*** Provided passage Section Begins ***
Qualitative Study on blind and visually impaired individuals - Norway

Research aims

The overarching aim is to achieve knowledge than can be helpful in developing measures that can help people with visual impairments during and after disasters. We want to collect examples of how blind and visually impaired people experience safety and risk, disaster situations and how they cope with post-traumatic stress after accidents, violence, and disasters. The project will expand the established knowledge of a vulnerable population. Such knowledge will be beneficial to national, regional and local authorities in planning and organizing emergencies, for response personnel, for disability organizations and may lead to better care for disabled people during and after serious incidents.


We want to conduct a qualitative study among blind and visually impaired individuals. This will be achieved through personal interviews with 8 - 10 people. We have initiated contact with the Norwegian Association of the Blind by General Secretary Gunnar Haugsveen, who have confirmed that the association will be able to assist in recruiting people to interview. We will include blind and visually impaired people with experience of potentially traumatic events. The selection will be done with variation in relation to age (minimum of 18 years), gender and types of trauma. We are planning to spend 2 - 4 hours per individual for the completion of the interviews. Conversations will be recorded on tape. As researchers we have access to large databases on populations exposed to disasters, some of them representative for the general population. They may serve as a comparison basis for the strategic sample of visually impaired.

Expected results

  1. Blind and visually impaired may experience a high risk for being victims of accidents, crimes, and violence.
  2. Blind and visually impaired may need extensive and tailored information about security and evacuation procedures.
  3. Blind and visually impaired may perceive a strong need for safety precautions such as alarms and early warning systems for detecting impending dangers.
  4. Blind and visually impaired may feel more helpless, powerless, and dependent on others during and after a potentially threatening Event.
  5. Dependence and inability to help others may reinforce feeling of failure, guilt and sense of being a burden.
  6. People born with blindness are likely to have other re-experiences of traumatic events than visual, such as acoustic, olfactory, and bodily.
  7. Another profile of posttraumatic stress symptoms could have implications for early intervention and treatment of after effects such as PTSD and other anxiety disorders, depression and somatoform disorders.


In-depth interviews with a small number of subjects call for caution when it comes to generalization of the findings. In addition, differences in type and severity of trauma may lead to slightly different reactions. This must be taken into account when comparing findings to what is usual in trauma populations.

The poster-presentation of the research you can find here.
*** Provided passage Section Ends ***
▶ [What to produce]: In the study description, list the after effects of trauma named in the seventh expected result.
*** Data below Section Begins ***
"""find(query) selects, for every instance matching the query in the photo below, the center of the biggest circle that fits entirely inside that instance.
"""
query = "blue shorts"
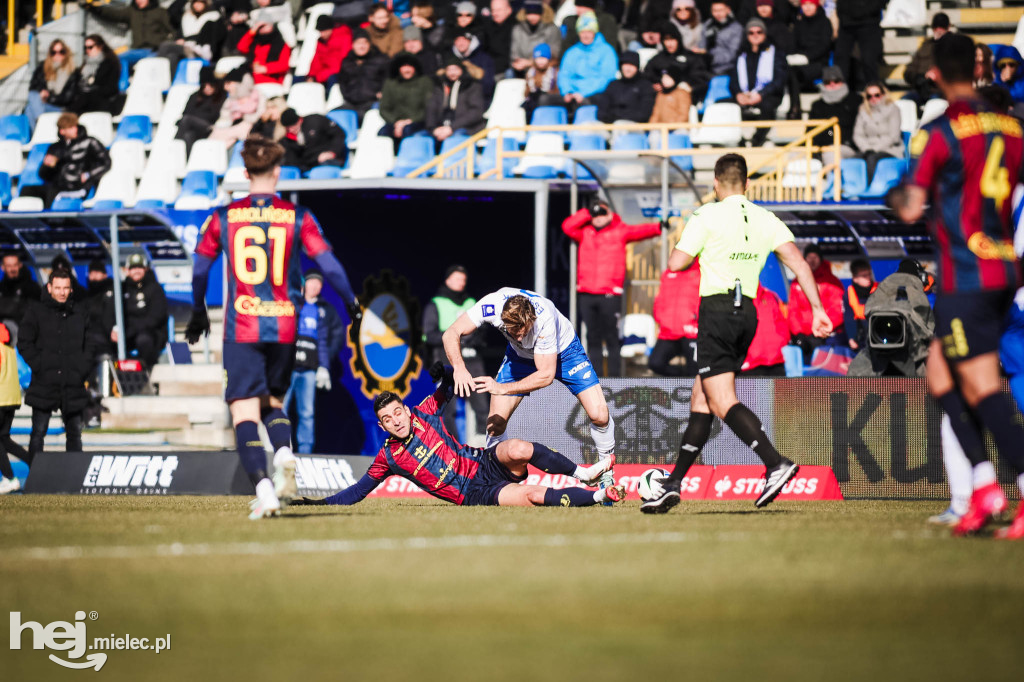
*** Data below Section Ends ***
▶ [Written response]: PTSD, other anxiety disorders, depression, somatoform disorders